> INSTRUCTIONS FOR THE TASK
Reproduce the listing below in full, substituting "coarse mask" for every occurrence of "rough mask" and leaving all other text unchanged.

━━━━━━

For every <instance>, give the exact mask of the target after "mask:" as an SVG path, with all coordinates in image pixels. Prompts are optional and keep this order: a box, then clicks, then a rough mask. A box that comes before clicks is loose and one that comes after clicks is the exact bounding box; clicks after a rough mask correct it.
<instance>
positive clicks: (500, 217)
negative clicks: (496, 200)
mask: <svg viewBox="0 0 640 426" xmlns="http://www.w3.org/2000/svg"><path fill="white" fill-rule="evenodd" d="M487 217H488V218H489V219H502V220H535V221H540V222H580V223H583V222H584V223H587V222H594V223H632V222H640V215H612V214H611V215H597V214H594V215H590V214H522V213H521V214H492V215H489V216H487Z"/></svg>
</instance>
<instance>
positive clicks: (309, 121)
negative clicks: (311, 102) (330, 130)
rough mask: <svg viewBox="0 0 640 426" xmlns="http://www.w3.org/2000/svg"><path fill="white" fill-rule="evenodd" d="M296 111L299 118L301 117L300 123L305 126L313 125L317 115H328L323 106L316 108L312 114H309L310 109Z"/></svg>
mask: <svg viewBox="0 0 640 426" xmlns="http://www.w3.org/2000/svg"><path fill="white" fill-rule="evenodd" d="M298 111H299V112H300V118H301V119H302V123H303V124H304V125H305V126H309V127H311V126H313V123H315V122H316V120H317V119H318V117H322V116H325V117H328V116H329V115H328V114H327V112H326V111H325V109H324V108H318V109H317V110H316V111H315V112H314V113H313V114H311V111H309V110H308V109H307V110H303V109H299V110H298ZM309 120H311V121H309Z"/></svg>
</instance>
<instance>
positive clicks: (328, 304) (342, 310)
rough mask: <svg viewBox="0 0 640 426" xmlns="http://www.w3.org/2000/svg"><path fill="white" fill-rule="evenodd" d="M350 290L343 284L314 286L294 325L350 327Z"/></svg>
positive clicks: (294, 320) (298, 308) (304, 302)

━━━━━━

> SOLUTION
For every <instance>, give the exact mask of the target after "mask:" as an SVG path, with all coordinates in image pixels. Prompts are optional and keep this order: a box, then clicks, then a coarse mask. A box that comes before clicks is loose and one that comes after clicks is the exact bounding box; clicks after a coarse mask correct it.
<instance>
positive clicks: (500, 217)
negative clicks: (496, 200)
mask: <svg viewBox="0 0 640 426" xmlns="http://www.w3.org/2000/svg"><path fill="white" fill-rule="evenodd" d="M487 217H488V218H489V219H502V220H535V221H540V222H580V223H583V222H584V223H587V222H594V223H632V222H640V215H612V214H611V215H597V214H594V215H590V214H522V213H521V214H492V215H489V216H487Z"/></svg>
</instance>
<instance>
positive clicks: (309, 121)
negative clicks: (311, 102) (330, 130)
coarse mask: <svg viewBox="0 0 640 426" xmlns="http://www.w3.org/2000/svg"><path fill="white" fill-rule="evenodd" d="M296 111L299 118L301 117L300 123L305 126L313 125L317 115H328L323 106L316 108L312 114H309L310 109Z"/></svg>
mask: <svg viewBox="0 0 640 426" xmlns="http://www.w3.org/2000/svg"><path fill="white" fill-rule="evenodd" d="M298 111H299V112H300V118H301V119H302V123H303V124H304V125H305V126H309V127H311V126H313V123H315V122H316V120H317V119H318V117H322V116H325V117H328V116H329V115H328V114H327V112H326V111H325V109H324V108H318V109H317V110H316V111H315V112H314V113H313V114H311V111H309V110H308V109H307V110H303V109H299V110H298ZM309 120H311V121H309Z"/></svg>
</instance>
<instance>
positive clicks: (328, 304) (342, 310)
coarse mask: <svg viewBox="0 0 640 426" xmlns="http://www.w3.org/2000/svg"><path fill="white" fill-rule="evenodd" d="M350 290L343 284L314 286L294 325L350 327Z"/></svg>
positive clicks: (294, 320) (298, 308) (304, 302)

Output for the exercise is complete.